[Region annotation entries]

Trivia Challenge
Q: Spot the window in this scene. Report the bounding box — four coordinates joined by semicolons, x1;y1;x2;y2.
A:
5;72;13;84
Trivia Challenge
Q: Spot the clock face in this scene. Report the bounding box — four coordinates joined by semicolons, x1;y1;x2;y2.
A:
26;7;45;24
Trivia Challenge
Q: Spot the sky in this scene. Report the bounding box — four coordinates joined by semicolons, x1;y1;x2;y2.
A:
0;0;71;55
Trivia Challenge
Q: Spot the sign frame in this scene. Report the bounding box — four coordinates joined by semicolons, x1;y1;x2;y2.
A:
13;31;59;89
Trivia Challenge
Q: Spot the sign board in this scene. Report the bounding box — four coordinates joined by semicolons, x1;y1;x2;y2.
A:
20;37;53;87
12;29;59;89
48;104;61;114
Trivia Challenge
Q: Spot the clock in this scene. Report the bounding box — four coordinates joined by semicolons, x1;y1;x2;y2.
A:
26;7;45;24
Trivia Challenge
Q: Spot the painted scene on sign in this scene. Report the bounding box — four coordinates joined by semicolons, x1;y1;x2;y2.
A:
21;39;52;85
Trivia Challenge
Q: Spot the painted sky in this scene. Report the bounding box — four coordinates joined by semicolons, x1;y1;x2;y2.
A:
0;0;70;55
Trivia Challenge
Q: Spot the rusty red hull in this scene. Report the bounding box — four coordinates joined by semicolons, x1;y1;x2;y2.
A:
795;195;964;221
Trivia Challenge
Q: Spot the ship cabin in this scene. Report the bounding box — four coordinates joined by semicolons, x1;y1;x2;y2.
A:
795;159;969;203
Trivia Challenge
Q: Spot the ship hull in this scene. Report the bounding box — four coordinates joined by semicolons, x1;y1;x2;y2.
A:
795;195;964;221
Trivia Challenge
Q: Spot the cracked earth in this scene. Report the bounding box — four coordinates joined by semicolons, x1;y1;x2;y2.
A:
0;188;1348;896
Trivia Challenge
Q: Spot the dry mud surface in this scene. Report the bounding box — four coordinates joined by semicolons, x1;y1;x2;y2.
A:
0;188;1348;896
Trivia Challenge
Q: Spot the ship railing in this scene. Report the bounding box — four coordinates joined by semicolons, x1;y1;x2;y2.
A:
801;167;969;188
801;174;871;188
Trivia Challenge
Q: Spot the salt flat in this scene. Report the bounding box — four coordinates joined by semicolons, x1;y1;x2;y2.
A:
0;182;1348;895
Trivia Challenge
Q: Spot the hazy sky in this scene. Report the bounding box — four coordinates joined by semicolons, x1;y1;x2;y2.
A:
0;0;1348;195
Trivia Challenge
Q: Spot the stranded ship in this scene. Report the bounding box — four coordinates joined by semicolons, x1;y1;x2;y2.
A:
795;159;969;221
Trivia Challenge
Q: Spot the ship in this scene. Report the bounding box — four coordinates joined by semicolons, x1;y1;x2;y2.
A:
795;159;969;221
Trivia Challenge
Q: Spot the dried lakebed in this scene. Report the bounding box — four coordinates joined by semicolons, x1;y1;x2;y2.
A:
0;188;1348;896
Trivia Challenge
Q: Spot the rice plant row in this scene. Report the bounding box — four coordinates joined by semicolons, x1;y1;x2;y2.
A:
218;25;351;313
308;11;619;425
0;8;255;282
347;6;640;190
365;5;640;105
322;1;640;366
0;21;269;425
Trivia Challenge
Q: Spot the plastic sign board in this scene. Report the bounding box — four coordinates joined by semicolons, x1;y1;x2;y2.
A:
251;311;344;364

> [Aim of the exercise]: Report every line of the items above that contains the string "board", copying each such line in full. Case counts when matching.

> [Task result]:
Q: Spot the sign board in this scene. Report the bounding box — four coordinates joined by semicolons, x1;y1;x2;y2.
Q: Spot the plastic sign board in this scene. Report the bounding box — four coordinates joined by semicolons, x1;y1;x2;y2.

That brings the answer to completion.